[Records for the exercise]
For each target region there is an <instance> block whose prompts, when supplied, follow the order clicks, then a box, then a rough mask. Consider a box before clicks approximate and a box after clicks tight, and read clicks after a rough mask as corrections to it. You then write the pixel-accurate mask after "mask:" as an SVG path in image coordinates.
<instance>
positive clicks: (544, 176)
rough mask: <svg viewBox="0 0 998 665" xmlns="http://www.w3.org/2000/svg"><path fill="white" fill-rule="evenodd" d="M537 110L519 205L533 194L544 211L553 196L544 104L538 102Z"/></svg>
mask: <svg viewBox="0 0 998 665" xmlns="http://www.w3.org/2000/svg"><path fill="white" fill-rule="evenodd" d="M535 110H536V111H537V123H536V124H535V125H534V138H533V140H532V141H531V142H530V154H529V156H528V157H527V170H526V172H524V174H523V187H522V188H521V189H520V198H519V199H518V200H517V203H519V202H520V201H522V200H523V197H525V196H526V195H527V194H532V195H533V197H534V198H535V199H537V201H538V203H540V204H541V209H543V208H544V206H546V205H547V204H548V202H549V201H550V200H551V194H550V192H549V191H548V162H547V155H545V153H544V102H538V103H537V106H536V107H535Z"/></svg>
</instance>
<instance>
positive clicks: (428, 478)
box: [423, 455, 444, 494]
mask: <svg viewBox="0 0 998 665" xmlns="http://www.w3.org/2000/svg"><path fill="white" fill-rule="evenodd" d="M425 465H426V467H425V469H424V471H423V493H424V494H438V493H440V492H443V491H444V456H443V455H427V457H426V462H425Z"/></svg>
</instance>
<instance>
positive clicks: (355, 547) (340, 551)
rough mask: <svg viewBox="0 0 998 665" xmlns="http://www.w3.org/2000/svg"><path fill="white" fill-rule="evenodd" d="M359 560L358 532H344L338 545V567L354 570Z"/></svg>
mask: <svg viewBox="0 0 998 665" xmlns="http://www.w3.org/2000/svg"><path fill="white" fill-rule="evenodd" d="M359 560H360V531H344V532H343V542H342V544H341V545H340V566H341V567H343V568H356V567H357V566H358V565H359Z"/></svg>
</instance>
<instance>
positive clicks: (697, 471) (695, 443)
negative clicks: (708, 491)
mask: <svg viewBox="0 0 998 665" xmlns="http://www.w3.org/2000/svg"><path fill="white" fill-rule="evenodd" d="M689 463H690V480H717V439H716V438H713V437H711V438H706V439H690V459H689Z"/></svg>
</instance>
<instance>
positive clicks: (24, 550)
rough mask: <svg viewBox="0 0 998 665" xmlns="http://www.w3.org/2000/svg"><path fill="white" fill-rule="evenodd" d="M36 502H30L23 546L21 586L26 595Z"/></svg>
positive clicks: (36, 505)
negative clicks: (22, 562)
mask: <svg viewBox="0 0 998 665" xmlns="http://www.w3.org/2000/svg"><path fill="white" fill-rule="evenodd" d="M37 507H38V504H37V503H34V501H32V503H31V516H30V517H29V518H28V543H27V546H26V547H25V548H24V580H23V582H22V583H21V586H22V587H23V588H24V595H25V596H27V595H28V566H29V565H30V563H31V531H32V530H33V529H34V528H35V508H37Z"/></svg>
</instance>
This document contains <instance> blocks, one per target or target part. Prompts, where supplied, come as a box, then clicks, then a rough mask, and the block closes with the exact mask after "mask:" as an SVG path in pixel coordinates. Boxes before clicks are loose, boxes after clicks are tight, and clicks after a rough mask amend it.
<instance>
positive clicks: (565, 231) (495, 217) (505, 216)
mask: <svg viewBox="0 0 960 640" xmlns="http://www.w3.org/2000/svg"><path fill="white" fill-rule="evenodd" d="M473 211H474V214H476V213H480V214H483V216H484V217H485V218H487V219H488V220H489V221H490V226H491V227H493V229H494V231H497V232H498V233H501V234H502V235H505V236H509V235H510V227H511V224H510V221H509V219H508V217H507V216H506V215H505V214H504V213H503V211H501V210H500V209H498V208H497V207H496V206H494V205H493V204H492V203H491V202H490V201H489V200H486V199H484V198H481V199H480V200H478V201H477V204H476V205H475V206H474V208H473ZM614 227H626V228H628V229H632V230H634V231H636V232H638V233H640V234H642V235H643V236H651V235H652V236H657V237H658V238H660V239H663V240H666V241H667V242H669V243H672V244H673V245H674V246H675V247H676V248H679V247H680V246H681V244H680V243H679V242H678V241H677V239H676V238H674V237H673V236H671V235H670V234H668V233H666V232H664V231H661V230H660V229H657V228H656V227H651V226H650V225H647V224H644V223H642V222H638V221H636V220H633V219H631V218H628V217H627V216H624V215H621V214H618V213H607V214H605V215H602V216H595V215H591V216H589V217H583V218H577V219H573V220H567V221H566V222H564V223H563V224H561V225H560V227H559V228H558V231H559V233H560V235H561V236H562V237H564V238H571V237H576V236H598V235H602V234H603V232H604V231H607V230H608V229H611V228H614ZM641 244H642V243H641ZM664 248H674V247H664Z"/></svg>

[What the task requires]
All lines above containing the string "tight" are to be collected.

[Output below]
For each target region there is an <instance> block whose prompts, when supplied, follow the order clicks, then a box, then a rough mask. Consider a box before clicks approximate and a box after clicks tight, and read clicks after a rough mask as corrections to it. You then write the pixel-accurate mask after "mask:" as an SVG path in image coordinates.
This document contains <instance> blocks, one per target or target part. Prompts, where supplied, come as a box, then clicks, then a rough mask, and the block closes with the exact mask after "mask:" as an SVG path in pixel coordinates. Boxes before clicks are loose, boxes after clicks are tight, and clicks after a rough mask amend it.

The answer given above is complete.